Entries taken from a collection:
*****
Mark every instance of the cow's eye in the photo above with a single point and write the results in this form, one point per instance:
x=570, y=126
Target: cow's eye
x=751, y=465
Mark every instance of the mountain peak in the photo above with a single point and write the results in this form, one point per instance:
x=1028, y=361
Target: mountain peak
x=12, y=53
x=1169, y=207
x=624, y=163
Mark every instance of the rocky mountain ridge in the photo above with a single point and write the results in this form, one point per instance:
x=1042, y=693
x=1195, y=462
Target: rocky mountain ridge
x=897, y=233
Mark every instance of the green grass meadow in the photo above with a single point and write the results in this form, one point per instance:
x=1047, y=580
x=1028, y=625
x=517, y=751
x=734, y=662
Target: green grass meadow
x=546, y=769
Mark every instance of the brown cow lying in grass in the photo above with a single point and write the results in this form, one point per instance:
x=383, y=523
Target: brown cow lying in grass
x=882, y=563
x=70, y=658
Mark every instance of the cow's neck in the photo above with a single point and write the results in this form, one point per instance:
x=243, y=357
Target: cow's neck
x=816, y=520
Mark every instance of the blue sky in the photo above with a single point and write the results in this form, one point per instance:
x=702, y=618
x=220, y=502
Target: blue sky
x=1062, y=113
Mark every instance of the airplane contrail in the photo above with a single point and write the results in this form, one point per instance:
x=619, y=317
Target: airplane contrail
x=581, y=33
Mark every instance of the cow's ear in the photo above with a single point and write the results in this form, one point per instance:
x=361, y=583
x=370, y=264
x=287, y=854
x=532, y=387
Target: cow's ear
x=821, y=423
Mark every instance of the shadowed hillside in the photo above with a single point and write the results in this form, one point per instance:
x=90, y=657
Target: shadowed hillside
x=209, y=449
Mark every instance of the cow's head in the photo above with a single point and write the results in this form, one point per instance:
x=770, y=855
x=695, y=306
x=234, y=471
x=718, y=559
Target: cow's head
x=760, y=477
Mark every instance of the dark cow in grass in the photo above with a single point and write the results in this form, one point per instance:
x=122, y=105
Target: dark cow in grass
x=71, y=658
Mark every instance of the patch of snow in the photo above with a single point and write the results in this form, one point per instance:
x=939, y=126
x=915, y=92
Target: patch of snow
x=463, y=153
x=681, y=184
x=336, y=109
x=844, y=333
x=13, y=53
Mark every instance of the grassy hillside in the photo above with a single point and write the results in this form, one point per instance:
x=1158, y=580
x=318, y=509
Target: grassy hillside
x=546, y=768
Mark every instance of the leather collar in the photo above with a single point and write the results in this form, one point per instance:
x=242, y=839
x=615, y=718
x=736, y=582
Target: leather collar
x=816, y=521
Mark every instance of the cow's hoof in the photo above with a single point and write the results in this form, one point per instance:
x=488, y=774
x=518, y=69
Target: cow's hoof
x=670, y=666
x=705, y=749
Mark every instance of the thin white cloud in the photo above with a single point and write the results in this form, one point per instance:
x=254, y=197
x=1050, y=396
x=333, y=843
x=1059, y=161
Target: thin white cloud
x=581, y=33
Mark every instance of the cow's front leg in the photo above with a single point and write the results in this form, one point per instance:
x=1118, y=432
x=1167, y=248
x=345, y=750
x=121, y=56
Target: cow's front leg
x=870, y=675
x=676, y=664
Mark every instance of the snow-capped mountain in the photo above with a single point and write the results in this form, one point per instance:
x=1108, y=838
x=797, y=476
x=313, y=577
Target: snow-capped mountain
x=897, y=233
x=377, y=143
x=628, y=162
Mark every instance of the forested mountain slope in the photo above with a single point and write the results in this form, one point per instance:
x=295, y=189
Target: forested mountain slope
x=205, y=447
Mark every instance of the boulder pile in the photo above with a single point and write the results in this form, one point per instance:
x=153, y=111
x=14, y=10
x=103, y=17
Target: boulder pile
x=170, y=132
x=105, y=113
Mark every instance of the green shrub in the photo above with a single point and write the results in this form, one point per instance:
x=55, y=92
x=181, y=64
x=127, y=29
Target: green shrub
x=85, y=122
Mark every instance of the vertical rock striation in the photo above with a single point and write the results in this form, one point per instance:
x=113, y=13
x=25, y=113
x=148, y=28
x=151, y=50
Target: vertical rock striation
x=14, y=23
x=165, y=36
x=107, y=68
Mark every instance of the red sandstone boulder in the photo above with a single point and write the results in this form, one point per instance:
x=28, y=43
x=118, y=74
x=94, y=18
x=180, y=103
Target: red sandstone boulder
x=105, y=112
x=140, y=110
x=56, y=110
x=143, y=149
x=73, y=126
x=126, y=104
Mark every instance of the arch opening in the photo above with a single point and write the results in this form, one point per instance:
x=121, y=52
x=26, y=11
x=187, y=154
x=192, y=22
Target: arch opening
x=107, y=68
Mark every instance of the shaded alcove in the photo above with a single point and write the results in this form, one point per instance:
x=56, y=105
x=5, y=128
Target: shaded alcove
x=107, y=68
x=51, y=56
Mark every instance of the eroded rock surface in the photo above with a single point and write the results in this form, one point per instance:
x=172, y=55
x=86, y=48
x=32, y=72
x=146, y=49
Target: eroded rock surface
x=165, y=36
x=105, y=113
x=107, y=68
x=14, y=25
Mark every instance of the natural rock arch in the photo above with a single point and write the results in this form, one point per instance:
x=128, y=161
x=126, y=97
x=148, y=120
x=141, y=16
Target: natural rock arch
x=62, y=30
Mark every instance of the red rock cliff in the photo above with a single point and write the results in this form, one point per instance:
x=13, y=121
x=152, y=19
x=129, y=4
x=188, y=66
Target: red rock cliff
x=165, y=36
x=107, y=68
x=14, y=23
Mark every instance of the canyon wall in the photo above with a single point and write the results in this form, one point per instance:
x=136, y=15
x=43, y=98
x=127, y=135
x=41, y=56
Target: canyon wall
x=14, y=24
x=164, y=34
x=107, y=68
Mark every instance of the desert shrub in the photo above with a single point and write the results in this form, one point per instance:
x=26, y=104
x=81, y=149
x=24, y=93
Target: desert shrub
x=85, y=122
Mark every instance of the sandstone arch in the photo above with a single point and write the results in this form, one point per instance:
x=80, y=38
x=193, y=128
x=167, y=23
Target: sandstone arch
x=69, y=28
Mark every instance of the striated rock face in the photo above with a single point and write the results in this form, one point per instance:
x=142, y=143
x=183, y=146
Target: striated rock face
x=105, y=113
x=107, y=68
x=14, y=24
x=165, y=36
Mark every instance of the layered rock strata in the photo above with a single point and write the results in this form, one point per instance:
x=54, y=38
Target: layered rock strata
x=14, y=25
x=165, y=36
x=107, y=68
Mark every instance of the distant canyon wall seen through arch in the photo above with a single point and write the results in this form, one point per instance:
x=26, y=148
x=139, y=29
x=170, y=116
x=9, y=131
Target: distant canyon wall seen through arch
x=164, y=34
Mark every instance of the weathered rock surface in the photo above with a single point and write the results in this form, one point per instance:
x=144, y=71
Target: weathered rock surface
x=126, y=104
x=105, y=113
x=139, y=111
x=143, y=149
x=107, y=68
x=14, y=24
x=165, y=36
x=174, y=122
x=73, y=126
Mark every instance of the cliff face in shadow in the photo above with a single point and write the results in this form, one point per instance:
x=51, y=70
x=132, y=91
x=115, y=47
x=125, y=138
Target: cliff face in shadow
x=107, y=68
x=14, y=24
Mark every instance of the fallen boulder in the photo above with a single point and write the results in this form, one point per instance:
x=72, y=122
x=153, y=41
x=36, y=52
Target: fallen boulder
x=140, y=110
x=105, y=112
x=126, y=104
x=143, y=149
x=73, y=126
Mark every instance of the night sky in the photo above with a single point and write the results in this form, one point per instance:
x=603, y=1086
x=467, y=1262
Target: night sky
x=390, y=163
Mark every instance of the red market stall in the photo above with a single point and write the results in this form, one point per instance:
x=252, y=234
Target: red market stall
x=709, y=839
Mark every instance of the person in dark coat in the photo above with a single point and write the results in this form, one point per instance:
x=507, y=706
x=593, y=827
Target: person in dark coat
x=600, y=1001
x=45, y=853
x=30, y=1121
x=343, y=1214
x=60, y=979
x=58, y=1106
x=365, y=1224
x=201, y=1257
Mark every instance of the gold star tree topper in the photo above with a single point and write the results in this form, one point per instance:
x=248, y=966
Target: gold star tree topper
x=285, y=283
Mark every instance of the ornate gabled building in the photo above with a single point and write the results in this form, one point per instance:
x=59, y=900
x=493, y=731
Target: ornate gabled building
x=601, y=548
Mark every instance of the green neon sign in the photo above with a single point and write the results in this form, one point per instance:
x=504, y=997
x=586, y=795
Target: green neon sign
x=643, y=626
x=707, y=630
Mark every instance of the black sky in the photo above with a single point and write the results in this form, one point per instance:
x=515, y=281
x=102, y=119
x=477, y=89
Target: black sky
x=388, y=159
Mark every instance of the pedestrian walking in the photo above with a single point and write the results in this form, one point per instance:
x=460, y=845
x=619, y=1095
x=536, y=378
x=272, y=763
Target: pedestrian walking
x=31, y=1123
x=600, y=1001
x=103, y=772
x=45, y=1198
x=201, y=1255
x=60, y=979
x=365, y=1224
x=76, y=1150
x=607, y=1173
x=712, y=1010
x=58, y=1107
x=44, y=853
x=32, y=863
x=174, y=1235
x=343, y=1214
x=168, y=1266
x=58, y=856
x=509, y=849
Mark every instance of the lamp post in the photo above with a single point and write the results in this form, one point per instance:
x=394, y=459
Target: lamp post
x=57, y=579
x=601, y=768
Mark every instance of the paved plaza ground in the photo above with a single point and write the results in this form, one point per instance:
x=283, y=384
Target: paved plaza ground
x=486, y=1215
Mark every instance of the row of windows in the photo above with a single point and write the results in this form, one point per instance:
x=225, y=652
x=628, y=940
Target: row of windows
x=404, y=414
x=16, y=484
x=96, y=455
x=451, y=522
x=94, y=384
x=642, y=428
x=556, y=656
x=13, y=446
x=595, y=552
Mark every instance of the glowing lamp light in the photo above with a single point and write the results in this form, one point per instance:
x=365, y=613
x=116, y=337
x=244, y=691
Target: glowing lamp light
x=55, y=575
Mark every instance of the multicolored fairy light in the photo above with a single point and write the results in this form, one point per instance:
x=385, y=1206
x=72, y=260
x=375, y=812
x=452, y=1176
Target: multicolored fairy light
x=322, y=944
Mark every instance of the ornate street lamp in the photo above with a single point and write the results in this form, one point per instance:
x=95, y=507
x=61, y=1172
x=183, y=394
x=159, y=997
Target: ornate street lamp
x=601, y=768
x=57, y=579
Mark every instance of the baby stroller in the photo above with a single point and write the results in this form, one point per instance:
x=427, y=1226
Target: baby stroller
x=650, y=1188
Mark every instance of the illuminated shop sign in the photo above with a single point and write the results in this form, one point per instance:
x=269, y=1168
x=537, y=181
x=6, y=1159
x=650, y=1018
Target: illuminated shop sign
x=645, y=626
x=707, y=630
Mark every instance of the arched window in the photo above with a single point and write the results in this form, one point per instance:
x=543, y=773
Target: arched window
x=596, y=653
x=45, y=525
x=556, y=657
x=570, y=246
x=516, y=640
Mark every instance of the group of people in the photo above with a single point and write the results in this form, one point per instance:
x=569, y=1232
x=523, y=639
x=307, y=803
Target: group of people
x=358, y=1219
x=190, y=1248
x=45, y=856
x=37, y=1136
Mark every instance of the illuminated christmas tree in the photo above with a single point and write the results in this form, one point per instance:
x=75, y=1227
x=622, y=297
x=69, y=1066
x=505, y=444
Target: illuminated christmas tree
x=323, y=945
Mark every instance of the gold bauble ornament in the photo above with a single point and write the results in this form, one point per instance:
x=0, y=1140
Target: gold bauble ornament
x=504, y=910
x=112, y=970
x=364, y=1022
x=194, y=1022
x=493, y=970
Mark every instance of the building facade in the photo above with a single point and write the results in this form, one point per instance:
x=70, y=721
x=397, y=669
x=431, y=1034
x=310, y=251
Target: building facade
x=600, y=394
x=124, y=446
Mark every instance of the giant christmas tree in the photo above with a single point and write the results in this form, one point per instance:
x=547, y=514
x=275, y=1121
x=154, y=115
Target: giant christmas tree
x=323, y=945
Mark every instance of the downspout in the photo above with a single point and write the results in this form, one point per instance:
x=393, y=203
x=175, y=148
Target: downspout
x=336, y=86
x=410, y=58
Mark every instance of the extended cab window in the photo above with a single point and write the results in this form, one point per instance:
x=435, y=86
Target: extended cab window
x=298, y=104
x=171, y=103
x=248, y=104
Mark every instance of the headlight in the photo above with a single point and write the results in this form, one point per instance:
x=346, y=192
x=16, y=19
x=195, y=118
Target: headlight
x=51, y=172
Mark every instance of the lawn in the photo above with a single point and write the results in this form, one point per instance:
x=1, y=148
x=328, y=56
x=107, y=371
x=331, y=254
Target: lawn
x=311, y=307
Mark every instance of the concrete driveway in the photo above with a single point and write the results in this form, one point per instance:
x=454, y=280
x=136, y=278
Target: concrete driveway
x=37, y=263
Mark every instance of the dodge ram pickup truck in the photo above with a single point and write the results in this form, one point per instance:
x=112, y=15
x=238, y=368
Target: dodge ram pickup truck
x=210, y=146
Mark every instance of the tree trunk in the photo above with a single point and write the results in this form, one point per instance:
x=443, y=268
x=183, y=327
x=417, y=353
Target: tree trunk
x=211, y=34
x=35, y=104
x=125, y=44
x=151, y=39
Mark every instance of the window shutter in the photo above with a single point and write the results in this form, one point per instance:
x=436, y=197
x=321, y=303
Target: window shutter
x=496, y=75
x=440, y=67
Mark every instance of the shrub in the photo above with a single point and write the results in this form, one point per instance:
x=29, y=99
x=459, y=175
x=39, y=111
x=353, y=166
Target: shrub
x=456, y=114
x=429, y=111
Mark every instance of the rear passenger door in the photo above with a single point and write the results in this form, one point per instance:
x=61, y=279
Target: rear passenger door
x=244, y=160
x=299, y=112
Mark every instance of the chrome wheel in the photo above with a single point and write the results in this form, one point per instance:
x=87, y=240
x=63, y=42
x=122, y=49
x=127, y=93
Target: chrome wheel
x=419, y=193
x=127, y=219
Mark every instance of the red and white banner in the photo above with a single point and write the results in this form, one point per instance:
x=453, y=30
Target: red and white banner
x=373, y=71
*****
What is expected:
Among the entries above, locate the lines containing "Target: person in dark coat" and "x=515, y=281", and transcribe exactly those two lines and all lines between.

Written answer:
Target: person in dark coat
x=600, y=1001
x=45, y=853
x=30, y=1121
x=343, y=1214
x=60, y=979
x=58, y=1106
x=365, y=1224
x=201, y=1257
Mark every instance of the gold star tree topper in the photo above with a single point and write the results in this form, one point per instance:
x=248, y=966
Target: gold star tree topper
x=285, y=283
Mark every instance of the ornate gabled building in the photo above with a single point and write the results in this form, one point per instance:
x=59, y=900
x=493, y=731
Target: ornate gabled building
x=601, y=548
Mark every instance of the green neon sign in the photo above with a single point and write the results in this form, one point per instance:
x=504, y=997
x=586, y=795
Target: green neon sign
x=643, y=626
x=707, y=630
Mark every instance of the black sky in the photo above with a single point and write the results in this form, one point per instance:
x=515, y=281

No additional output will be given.